* **JOBS**
• a. According to the forum thread on Austin traffic, why does the tolled bypass east of the city see so little use?
• b. Render this sentence from the forum thread on Austin traffic in Spanish: "Austin is the largest city in America with only one interstate running through it."
• c. Quote the forum thread on Austin traffic word for word, from "Yeah, I'm sure" to "to see I-35!".

* **DOCUMENT**
--- begin ---

# Even An 85 MPH Highway Can't Fix Austin's Traffic Tangle



## CHamilton (Dec 17, 2013)

I'm sure jimhudson will have something to say about this! I would guess that light rail is too little, too late.

Even An 85 MPH Highway Can't Fix Austin's Traffic Tangle



> Austin is the largest city in America with only one interstate running through it. Just six lanes wide through downtown, Interstate 35 backs up for miles regularly.
> A tolled bypass to the east of Austin was supposed to help relieve the bottleneck. But Texas state Highway 130 was built so far to the east that practically nobody uses it.
> In desperation, the state raised the toll road speed limit to 85 mph, the fastest in the nation. The idea was that drivers could drop the top, drop the hammer, crank the music and fly right past Austin.
> It's a beautiful, wide-open highway — but it's empty, and the builders are nearly bankrupt. So now, the state is considering tolling Interstate 35 and making the toll road free — as well as building a light-rail system and putting in more bike lanes.


----------



## jis (Dec 17, 2013)

That is a long honored American tradition. We will first try everything except the right thing, and if that does not bankrupt us or destroy us then we will reluctantly do the right thing.


----------



## the_traveler (Dec 17, 2013)

Yeah, I'm sure Jim will chime in.

I've only driven I-35 once (25 years ago  ), and at that time it wasn't bad. Since then, I've only been thru Austin on train (many times), and what little I've seen is getting worse all the time. The TE goes down the middle of the MoPac, but that is not even I-35! And that highway is getting more busy on each trip.

I'd hate to see I-35! 

And now they want to build light rail? :huh: Even if the first shovel turns today, if won't solve the problem by this weekend. More like 10-15 years from now - if that soon.


----------



## jerichowhiskey (Dec 17, 2013)

They opened a light rail (DMU) line three years ago, but it does not directly serve the area where it is congested.


----------



## Swadian Hardcore (Dec 18, 2013)

The best way here is probably to get the congested road tolled and widened. They do have MetroRail already but it's probably not enough, and I expect the traffic to be going farther then the reach of light rail. Possibly commuter rail would be a better idea. Also, Capital Metro made the mistake of using intercity buses to serve commuters, which are too big and incompetant at solving the congestion issue.


----------



## Bob Dylan (Dec 19, 2013)

A Day Late and a Dollar Short! The Story of My Life! Don't Know How I Missed This one!

--- end ---

* **SUPPLIED MATERIAL**
--- begin ---

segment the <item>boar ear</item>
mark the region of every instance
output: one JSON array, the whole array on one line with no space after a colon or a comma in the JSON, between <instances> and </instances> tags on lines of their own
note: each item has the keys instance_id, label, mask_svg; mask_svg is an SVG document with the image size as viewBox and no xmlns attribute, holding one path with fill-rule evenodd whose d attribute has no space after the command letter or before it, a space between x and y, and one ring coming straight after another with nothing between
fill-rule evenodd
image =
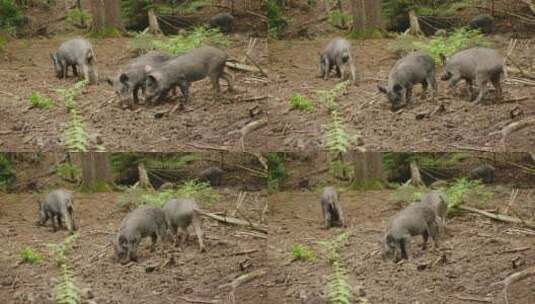
<instances>
[{"instance_id":1,"label":"boar ear","mask_svg":"<svg viewBox=\"0 0 535 304\"><path fill-rule=\"evenodd\" d=\"M145 68L144 68L144 71L145 71L145 73L148 74L148 73L152 72L152 67L150 65L146 65Z\"/></svg>"},{"instance_id":2,"label":"boar ear","mask_svg":"<svg viewBox=\"0 0 535 304\"><path fill-rule=\"evenodd\" d=\"M122 83L126 83L128 81L128 75L122 73L121 76L119 76L119 81Z\"/></svg>"},{"instance_id":3,"label":"boar ear","mask_svg":"<svg viewBox=\"0 0 535 304\"><path fill-rule=\"evenodd\" d=\"M386 88L383 85L380 85L380 84L377 85L377 89L379 90L379 92L384 93L384 94L386 94L388 92L386 90Z\"/></svg>"},{"instance_id":4,"label":"boar ear","mask_svg":"<svg viewBox=\"0 0 535 304\"><path fill-rule=\"evenodd\" d=\"M438 56L440 57L440 61L442 61L442 64L445 64L446 61L448 60L448 58L446 58L446 55L442 53L438 54Z\"/></svg>"}]
</instances>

--- end ---

* **ANSWERS TO THE TASKS**
• a. Texas state Highway 130 was built so far to the east of Austin that practically nobody uses it.

• b. Austin es la ciudad más grande de Estados Unidos con una sola autopista interestatal que la atraviesa.

• c.
Yeah, I'm sure Jim will chime in.

I've only driven I-35 once (25 years ago  ), and at that time it wasn't bad. Since then, I've only been thru Austin on train (many times), and what little I've seen is getting worse all the time. The TE goes down the middle of the MoPac, but that is not even I-35! And that highway is getting more busy on each trip.

I'd hate to see I-35!